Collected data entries
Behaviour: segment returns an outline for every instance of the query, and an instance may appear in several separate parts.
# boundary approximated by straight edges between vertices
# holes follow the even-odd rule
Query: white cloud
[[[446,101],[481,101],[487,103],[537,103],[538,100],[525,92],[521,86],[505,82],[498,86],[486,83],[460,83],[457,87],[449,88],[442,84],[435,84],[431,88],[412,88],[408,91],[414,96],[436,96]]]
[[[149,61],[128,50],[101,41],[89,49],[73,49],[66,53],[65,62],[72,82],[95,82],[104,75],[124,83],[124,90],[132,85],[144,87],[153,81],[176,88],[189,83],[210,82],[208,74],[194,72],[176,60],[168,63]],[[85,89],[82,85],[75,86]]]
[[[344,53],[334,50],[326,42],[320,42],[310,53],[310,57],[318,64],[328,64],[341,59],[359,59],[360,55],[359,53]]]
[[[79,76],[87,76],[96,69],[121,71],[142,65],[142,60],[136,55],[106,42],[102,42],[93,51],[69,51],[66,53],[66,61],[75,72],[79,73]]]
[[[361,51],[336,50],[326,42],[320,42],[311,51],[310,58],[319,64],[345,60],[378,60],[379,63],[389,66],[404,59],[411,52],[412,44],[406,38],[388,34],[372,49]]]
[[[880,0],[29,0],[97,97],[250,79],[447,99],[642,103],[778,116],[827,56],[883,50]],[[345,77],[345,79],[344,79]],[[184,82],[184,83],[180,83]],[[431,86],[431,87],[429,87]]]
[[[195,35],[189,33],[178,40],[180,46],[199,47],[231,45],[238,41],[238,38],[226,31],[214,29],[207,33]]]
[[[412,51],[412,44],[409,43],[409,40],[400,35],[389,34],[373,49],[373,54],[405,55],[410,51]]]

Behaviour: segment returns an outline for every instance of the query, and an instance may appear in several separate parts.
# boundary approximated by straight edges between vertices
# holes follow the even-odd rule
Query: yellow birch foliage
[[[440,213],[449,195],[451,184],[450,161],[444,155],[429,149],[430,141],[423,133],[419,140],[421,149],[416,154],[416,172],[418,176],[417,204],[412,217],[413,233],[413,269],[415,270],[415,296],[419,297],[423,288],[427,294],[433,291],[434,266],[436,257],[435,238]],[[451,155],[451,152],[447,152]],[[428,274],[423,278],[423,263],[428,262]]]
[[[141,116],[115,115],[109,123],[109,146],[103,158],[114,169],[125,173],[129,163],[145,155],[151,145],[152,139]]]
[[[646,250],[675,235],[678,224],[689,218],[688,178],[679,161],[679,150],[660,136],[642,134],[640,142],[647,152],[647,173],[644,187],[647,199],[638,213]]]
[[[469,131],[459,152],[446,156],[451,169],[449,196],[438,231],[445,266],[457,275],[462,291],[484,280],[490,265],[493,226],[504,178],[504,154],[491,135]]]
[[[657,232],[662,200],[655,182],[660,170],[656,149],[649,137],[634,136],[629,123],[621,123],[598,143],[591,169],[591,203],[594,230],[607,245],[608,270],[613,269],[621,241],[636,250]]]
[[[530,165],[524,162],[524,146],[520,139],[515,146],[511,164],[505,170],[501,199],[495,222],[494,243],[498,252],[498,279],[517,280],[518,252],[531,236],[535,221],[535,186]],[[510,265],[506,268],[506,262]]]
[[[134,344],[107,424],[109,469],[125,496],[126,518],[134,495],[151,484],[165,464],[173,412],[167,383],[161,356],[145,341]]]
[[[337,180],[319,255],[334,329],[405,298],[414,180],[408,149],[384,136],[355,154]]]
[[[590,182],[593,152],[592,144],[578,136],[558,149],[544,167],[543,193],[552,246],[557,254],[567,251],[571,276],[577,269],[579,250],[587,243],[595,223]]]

What the task requires
Set all of the entries down again, exactly as they were given.

Reply
Behaviour: segment returns an outline for every instance of the query, and an instance may appear in several separate parts.
# boundary approximated by straight edges between vertices
# holes follow the even-odd rule
Query: white cloud
[[[446,101],[481,101],[487,103],[537,103],[538,100],[525,92],[521,86],[505,82],[498,86],[486,83],[460,83],[457,87],[449,88],[442,84],[435,84],[431,88],[412,88],[408,91],[414,96],[436,96]]]
[[[149,61],[128,50],[101,41],[89,49],[73,49],[66,53],[65,62],[72,82],[95,82],[104,75],[124,83],[124,90],[132,85],[144,87],[153,81],[176,88],[189,83],[210,82],[208,74],[194,72],[176,60],[168,63]],[[85,89],[82,85],[75,86]]]
[[[344,53],[334,50],[326,42],[320,42],[310,53],[310,57],[318,64],[328,64],[341,59],[359,59],[360,55],[359,53]]]
[[[79,76],[87,76],[96,69],[121,71],[142,65],[142,60],[136,55],[106,42],[102,42],[93,51],[69,51],[66,53],[66,61],[75,72],[79,73]]]
[[[361,51],[336,50],[326,42],[320,42],[311,51],[310,58],[319,64],[345,60],[378,60],[379,63],[389,66],[404,59],[411,52],[412,44],[406,38],[388,34],[372,49]]]
[[[880,0],[29,0],[97,97],[250,79],[447,99],[642,103],[778,116],[827,56],[883,50]],[[345,77],[345,79],[344,79]],[[184,82],[184,83],[180,83]],[[431,86],[431,87],[429,87]]]
[[[195,35],[189,33],[178,40],[180,46],[199,47],[231,45],[238,41],[238,38],[226,31],[214,29],[207,33]]]
[[[412,51],[412,44],[409,43],[409,40],[400,35],[389,34],[373,49],[373,54],[405,55],[410,51]]]

Behaviour: segment returns an outline for every instance of the query, and an instance may appear in several separate parts.
# boundary approximated by straight edges between vertices
# holes follow the even-odd rule
Query: yellow birch foliage
[[[440,213],[449,195],[451,184],[450,161],[444,155],[429,149],[430,141],[423,133],[419,140],[421,149],[416,154],[416,172],[418,176],[417,204],[412,217],[413,233],[413,269],[415,270],[415,296],[419,297],[423,288],[427,294],[433,291],[434,266],[436,257],[435,238]],[[451,155],[451,152],[447,152]],[[428,274],[423,278],[423,263],[428,262]]]
[[[141,116],[115,115],[109,123],[109,146],[103,158],[114,169],[125,173],[129,163],[145,155],[151,145],[152,139]]]
[[[646,250],[675,235],[678,224],[689,218],[688,178],[679,161],[679,150],[660,136],[642,134],[640,142],[647,152],[647,173],[644,187],[647,199],[638,213]]]
[[[469,131],[459,152],[446,156],[451,169],[449,196],[438,231],[445,266],[457,275],[462,291],[484,280],[490,265],[493,226],[504,178],[504,154],[491,135]]]
[[[657,232],[662,200],[655,182],[660,170],[656,149],[649,137],[634,136],[629,123],[621,123],[598,143],[591,169],[591,203],[594,230],[607,245],[608,270],[613,269],[621,241],[636,250]]]
[[[530,165],[524,162],[524,146],[520,139],[515,146],[511,164],[505,170],[501,199],[495,222],[494,243],[498,252],[498,279],[517,280],[518,252],[531,236],[535,221],[535,186]],[[510,265],[506,268],[506,262]]]
[[[134,344],[107,424],[109,469],[125,496],[126,518],[134,495],[151,484],[165,464],[173,412],[167,383],[161,356],[145,341]]]
[[[337,180],[319,255],[334,329],[405,298],[414,180],[408,149],[384,136],[355,154]]]
[[[590,182],[593,152],[592,144],[578,136],[558,149],[544,167],[543,193],[552,246],[557,254],[567,251],[571,276],[577,269],[579,250],[587,243],[595,223]]]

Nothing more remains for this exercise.